抜粋箇所:
══════

○伊方町議会基本条例
令和5年3月29日
条例第7号
目次
前文
第1章 目的及び最高規範性(第1条・第2条)
第2章 議会及び議員の活動原則(第3条―第6条)
第3章 町民と議会の関係(第7条・第8条)
第4章 議会と行政の関係(第9条―第11条)
第5章 自由討議の拡大(第12条)
第6章 議会及び議会事務局の体制整備(第13条―第16条)
第7章 議員の政治倫理、身分及び待遇(第17条―第19条)
第8章 災害対応(第20条)
第9章 継続的な検討(第21条)
第10章 補則(第22条)
附則
伊方町は、愛媛県の最西端に位置し、平成17年4月1日、歴史の異なる伊方町、瀬戸町、三崎町の3町が合併して誕生した温暖な気候と豊かな自然に恵まれた細長い半島の町である。
伊方町議会(以下「議会」という。)は、伊方町民(以下「町民」という。)から直接選挙で選ばれた議員によって構成される町民のための町政の決定機関である。
日本国憲法は、町長には執行権を、議会には議決権を与え、いわゆる「二元代表制」に基づき、お互いその権限を均衡させ、それぞれの独断専行を抑制し、適正で効率的な行政運営を目指す地方自治の組織と運営を保障している。
我々議員は、地方自治法(昭和22年法律第67号)の規定を遵守するとともに、議会は、町民の負託に応えるため、積極的な情報公開と町民参加の推進、町長その他の執行機関(以下「町長等」という。)との緊張感の保持、議員間の自由な討議の展開、議会活動を支える体制の整備等について、この条例に定める規定を遵守し、公平性と透明性を確保し、真に豊かで活力のある町づくりを目指し、町民から信頼される品格と存在感のある議会を実現するため、ここに伊方町議会基本条例を制定する。

══════

提供資料:

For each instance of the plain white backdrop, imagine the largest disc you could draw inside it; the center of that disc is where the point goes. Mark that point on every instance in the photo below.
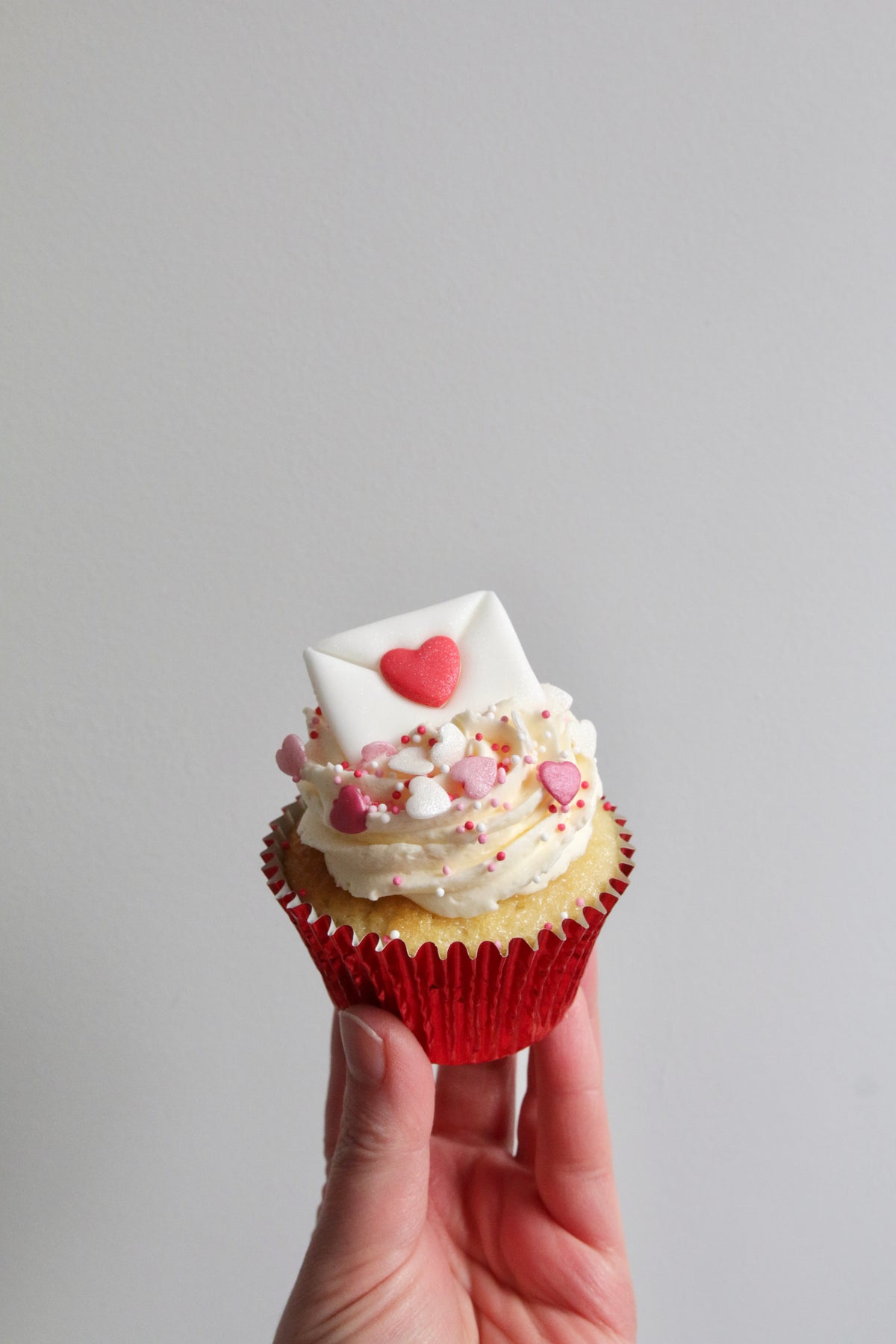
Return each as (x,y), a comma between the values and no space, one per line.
(314,314)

══════

取り組む課題 1:
伊方町議会基本条例の抜粋と次の(a)〜(c)が合っているかを、それぞれ「はい」か「いいえ」で判定し、根拠となる本文の語句をそのまま引用すること。(a) 伊方町は平成17年4月1日に3町の合併によって誕生した。(b) 伊方町議会の議員は町長が任命する。(c) 日本国憲法は議会に執行権を与えている。
取り組む課題 2:
伊方町議会基本条例の抜粋を、最後の文に続けて書き継ぐこと。

回答 1:
(a) はい:「平成17年4月1日、歴史の異なる伊方町、瀬戸町、三崎町の3町が合併して誕生した」
(b) いいえ:「伊方町民(以下「町民」という。)から直接選挙で選ばれた議員によって構成される」
(c) いいえ:「町長には執行権を、議会には議決権を与え」

回答 2:
第1章 目的及び最高規範性
(目的)
第1条 この条例は、議会及び議員の役割を明確にするとともに、議会の活性化及び充実のために必要な基本的事項を定めることにより、町民の負託に応える議会を実現し、町政の健全な発展と町民生活の向上に寄与することを目的とする。
(最高規範性)
第2条 議会は、この条例を議会運営の最高規範として尊重しなければならない。
2 議会は、この条例を定める理念及び原則を遵守して議会を運営し、町民を代表する議員で構成される合議制の機関として、町民に対する責任を果たさなければならない。
3 議会は、議員に対し、この条例の理念を周知浸透させるために、一般選挙を経た任期開始後速やかに、この条例に関する研修を行うものとする。
第2章 議会及び議員の活動原則
(議会の活動原則)
第3条 議会は、次に掲げる原則に基づいて活動しなければならない。
(1) 議会は、町の施策について意思を決定する議決機関であることを常に自覚し、公平性及び透明性を重視し、積極的な議会情報の公開により、町民に信頼される議会を目指し、説明責任を果たすこと。
(2) 議会は、町民の多様な意見を把握し、町政に反映させるための運営を行うこと。
(3) 議会は、町の意思決定機関として、町政運営状況の監視及び評価を行うこと。
(4) 議会は、町民に分かりやすい議会運営を行うため、これに関する条例、規則等を必要に応じて見直すこと。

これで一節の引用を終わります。